- _WHAT TO PRODUCE_
Print all the data, keeping every line exactly as it is.

[Point annotation records]

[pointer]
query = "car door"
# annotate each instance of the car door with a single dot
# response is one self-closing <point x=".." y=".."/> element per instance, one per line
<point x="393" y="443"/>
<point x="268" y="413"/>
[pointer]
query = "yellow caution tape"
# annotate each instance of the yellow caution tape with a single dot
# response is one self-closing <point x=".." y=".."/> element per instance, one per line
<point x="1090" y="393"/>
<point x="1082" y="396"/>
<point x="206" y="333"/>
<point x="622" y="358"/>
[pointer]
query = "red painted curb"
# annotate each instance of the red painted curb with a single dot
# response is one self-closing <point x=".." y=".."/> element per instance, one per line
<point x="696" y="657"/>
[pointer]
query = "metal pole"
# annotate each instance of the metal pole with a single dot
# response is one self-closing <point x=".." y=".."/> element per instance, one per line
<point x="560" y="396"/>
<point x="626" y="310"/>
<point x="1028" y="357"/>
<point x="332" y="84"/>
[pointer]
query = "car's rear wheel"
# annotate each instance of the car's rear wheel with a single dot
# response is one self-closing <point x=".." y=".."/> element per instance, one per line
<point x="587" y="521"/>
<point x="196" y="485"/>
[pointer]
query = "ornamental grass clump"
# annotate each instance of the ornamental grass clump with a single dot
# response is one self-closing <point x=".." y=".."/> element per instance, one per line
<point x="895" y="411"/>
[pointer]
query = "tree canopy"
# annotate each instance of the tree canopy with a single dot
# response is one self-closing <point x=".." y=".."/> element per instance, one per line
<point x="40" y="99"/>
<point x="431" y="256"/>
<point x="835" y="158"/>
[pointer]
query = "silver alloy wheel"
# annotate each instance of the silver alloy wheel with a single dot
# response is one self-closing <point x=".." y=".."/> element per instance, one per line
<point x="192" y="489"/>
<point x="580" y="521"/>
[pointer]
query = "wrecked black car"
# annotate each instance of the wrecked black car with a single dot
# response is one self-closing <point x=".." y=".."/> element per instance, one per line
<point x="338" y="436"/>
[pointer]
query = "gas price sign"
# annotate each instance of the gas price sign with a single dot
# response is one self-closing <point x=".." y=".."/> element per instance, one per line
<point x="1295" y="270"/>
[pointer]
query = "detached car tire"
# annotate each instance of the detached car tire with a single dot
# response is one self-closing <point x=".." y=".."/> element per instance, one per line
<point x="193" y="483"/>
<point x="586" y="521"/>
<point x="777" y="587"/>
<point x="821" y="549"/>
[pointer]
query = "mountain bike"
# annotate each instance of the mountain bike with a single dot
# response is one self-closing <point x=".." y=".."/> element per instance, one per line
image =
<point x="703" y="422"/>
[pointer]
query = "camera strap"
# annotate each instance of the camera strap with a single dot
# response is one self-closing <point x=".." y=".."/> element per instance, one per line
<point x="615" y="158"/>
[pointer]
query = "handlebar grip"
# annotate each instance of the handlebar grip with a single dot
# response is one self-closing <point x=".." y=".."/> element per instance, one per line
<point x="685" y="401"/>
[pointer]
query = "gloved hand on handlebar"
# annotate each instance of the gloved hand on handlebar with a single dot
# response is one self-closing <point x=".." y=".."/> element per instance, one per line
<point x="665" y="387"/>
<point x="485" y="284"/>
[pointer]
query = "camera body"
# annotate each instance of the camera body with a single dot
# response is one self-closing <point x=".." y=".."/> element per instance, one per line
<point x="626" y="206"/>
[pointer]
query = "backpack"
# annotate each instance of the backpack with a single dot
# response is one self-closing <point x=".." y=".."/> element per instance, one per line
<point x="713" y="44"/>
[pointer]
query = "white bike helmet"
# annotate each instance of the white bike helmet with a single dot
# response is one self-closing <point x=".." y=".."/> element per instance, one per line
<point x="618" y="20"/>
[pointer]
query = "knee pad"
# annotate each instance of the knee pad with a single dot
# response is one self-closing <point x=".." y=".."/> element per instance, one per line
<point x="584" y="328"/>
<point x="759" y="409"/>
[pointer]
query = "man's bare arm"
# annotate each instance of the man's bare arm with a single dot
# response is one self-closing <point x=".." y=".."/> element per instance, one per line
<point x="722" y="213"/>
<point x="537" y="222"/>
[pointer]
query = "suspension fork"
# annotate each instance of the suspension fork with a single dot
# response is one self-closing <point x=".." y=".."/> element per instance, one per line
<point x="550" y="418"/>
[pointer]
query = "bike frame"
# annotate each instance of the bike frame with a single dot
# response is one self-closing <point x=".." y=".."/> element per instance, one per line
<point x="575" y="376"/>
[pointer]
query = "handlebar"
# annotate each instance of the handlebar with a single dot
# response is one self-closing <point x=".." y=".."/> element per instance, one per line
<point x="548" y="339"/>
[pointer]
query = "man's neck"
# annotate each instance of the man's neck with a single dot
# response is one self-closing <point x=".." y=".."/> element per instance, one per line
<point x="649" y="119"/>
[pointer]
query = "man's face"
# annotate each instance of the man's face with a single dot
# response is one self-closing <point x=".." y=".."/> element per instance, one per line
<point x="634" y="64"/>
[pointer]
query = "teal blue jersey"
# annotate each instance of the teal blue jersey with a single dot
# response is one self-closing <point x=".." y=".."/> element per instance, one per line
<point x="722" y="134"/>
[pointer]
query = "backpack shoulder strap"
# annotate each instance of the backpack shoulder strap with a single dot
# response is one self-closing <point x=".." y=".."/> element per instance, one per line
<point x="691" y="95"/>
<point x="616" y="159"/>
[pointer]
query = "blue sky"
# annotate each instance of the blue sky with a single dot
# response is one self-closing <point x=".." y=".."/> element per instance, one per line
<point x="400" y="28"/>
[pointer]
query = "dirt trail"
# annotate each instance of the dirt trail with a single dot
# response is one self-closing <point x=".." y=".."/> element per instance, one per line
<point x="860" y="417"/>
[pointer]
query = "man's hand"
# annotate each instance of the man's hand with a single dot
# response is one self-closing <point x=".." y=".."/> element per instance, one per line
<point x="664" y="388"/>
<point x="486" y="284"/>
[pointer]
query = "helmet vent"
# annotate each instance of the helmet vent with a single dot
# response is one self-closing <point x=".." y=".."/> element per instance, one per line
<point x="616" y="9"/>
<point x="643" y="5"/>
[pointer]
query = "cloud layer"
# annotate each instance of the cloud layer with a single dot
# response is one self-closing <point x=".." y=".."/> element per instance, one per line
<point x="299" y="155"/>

- _RESPONSE TO THE TASK_
[pointer]
query = "car door"
# annotate each instance of the car door with a single dot
# response is one self-closing <point x=".." y=".."/> element per instance, one per line
<point x="393" y="443"/>
<point x="268" y="413"/>
[pointer]
query = "yellow caution tape"
# annotate each instance of the yellow caution tape with a single dot
# response is one self-closing <point x=".." y=".."/> element per instance, one per line
<point x="1090" y="393"/>
<point x="1082" y="396"/>
<point x="206" y="333"/>
<point x="622" y="358"/>
[pointer]
query = "red painted curb"
# annotate each instance of the red painted curb with a single dot
# response is one self-closing <point x=".." y=".."/> element per instance, one per line
<point x="696" y="657"/>
[pointer]
query = "metal pole"
# annotate each instance of the metal pole with a single dot
# response is one self-closing <point x=".." y=".."/> element per instance, one per line
<point x="560" y="396"/>
<point x="626" y="310"/>
<point x="1028" y="357"/>
<point x="332" y="84"/>
[pointer]
query = "car's rear wheel"
# annotate each instance of the car's rear wheel with a single dot
# response is one self-closing <point x=".." y=".."/> element per instance, one per line
<point x="587" y="521"/>
<point x="196" y="485"/>
[pointer]
query = "ornamental grass clump"
# annotate each instance of the ornamental grass clump with a single dot
# response is one self-closing <point x=".." y=".."/> element per instance, one per line
<point x="895" y="411"/>
[pointer]
query = "tree canopy"
# annotate each instance of the tree canopy with a single dot
# response is one self-closing <point x=".." y=".."/> element per instance, one per line
<point x="40" y="99"/>
<point x="431" y="256"/>
<point x="835" y="158"/>
[pointer]
query = "silver alloy wheel"
# annotate each instance of the silver alloy wheel with a single dot
# response is one self-closing <point x=".." y=".."/> element per instance, one per line
<point x="192" y="489"/>
<point x="580" y="521"/>
[pointer]
query = "wrecked black car"
# annotate each instance of the wrecked black car with a single dot
# response is one self-closing <point x=".." y=".."/> element per instance, one per line
<point x="338" y="436"/>
[pointer]
query = "gas price sign"
# annotate each instance of the gas price sign with a single dot
# response is one self-closing <point x=".." y=".."/> element per instance, one per line
<point x="1295" y="270"/>
[pointer]
query = "detached car tire"
# annotate each instance of the detached car tire with a single dot
# response is one self-closing <point x=".." y=".."/> element per instance, one per line
<point x="193" y="483"/>
<point x="586" y="521"/>
<point x="777" y="587"/>
<point x="821" y="549"/>
[pointer]
query = "mountain bike"
# annotate each instance of the mountain bike with a single dot
# response is one self-closing <point x=".." y=".."/> element per instance, one per line
image =
<point x="703" y="422"/>
[pointer]
query = "camera strap"
# annotate each instance of the camera strap with a single dot
# response is one self-closing <point x=".." y=".."/> element per instance, one per line
<point x="615" y="158"/>
[pointer]
query = "handlebar grip"
# annotate each instance of the handlebar grip with a single dot
# response is one self-closing <point x=".." y=".."/> element per instance, one per line
<point x="685" y="401"/>
[pointer]
query = "gloved hand on handlebar"
# annotate each instance of the gloved hand on handlebar with a single dot
# response is one self-closing <point x=".." y=".."/> element per instance, one per line
<point x="665" y="387"/>
<point x="485" y="284"/>
[pointer]
query = "camera body"
# annotate each instance of the camera body with a single dot
# response is one self-closing <point x=".." y=".."/> element per instance, one per line
<point x="626" y="206"/>
[pointer]
query = "backpack"
# annotate each instance of the backpack with a single dot
# response is one self-closing <point x=".." y=".."/> element per instance, one per line
<point x="713" y="44"/>
[pointer]
query = "white bike helmet"
# annotate each instance of the white bike helmet with a single dot
# response is one self-closing <point x=".." y=".."/> element per instance, one per line
<point x="618" y="20"/>
[pointer]
query = "knee pad"
# annotate each instance of the knee pad with a single dot
# response is one self-closing <point x=".." y=".."/> element per instance, one per line
<point x="584" y="328"/>
<point x="759" y="409"/>
[pointer]
query = "man's bare arm"
# annotate each instance of the man's bare arm with a single dot
# response is one self-closing <point x=".." y=".."/> element per instance, one per line
<point x="722" y="213"/>
<point x="537" y="222"/>
[pointer]
query = "suspension fork"
# annotate each instance of the suspension fork with a single dot
# response is one self-closing <point x=".." y=".."/> element per instance, one per line
<point x="550" y="418"/>
[pointer]
query = "bike frame"
# annotate each instance of the bike frame with a single dot
# response is one self-closing <point x=".." y=".."/> element per instance, one per line
<point x="575" y="376"/>
[pointer]
query = "handlebar"
# annotate each instance of the handlebar with a single dot
# response is one self-closing <point x=".." y=".."/> element per instance, one per line
<point x="548" y="339"/>
[pointer]
query = "man's neck"
# annotate each instance of the man's neck with a single dot
# response is one self-closing <point x=".." y=".."/> element per instance, one per line
<point x="649" y="119"/>
[pointer]
query = "man's face"
# annotate each instance of the man's face with a single dot
# response is one self-closing <point x=".." y=".."/> element per instance, one per line
<point x="634" y="64"/>
[pointer]
query = "teal blue jersey"
# annotate each instance of the teal blue jersey with a single dot
# response is one self-closing <point x=".." y=".."/> element per instance, one per line
<point x="722" y="134"/>
[pointer]
query = "backpack shoulder strap"
# annotate each instance of the backpack shoulder strap with a single dot
# response is one self-closing <point x=".." y=".."/> element per instance, one per line
<point x="691" y="95"/>
<point x="616" y="159"/>
[pointer]
query = "blue sky"
# annotate each instance of the blue sky with a single dot
# response is one self-closing <point x=".." y=".."/> element per instance, one per line
<point x="400" y="28"/>
[pointer]
query = "dirt trail"
# annotate each instance of the dirt trail with a single dot
# response is one self-closing <point x=".." y=".."/> element per instance, one per line
<point x="860" y="417"/>
[pointer]
query = "man's hand"
# annotate each instance of the man's hand with a single dot
# response is one self-closing <point x=".." y=".."/> element per instance, one per line
<point x="664" y="388"/>
<point x="486" y="284"/>
[pointer]
query = "helmet vent"
# annotate each instance of the helmet vent with a single dot
# response is one self-closing <point x=".." y=".."/> element per instance, one per line
<point x="616" y="9"/>
<point x="643" y="5"/>
[pointer]
query = "cloud layer"
# annotate each instance of the cloud layer with a single dot
# response is one self-closing <point x=".." y=".."/> element per instance, one per line
<point x="299" y="155"/>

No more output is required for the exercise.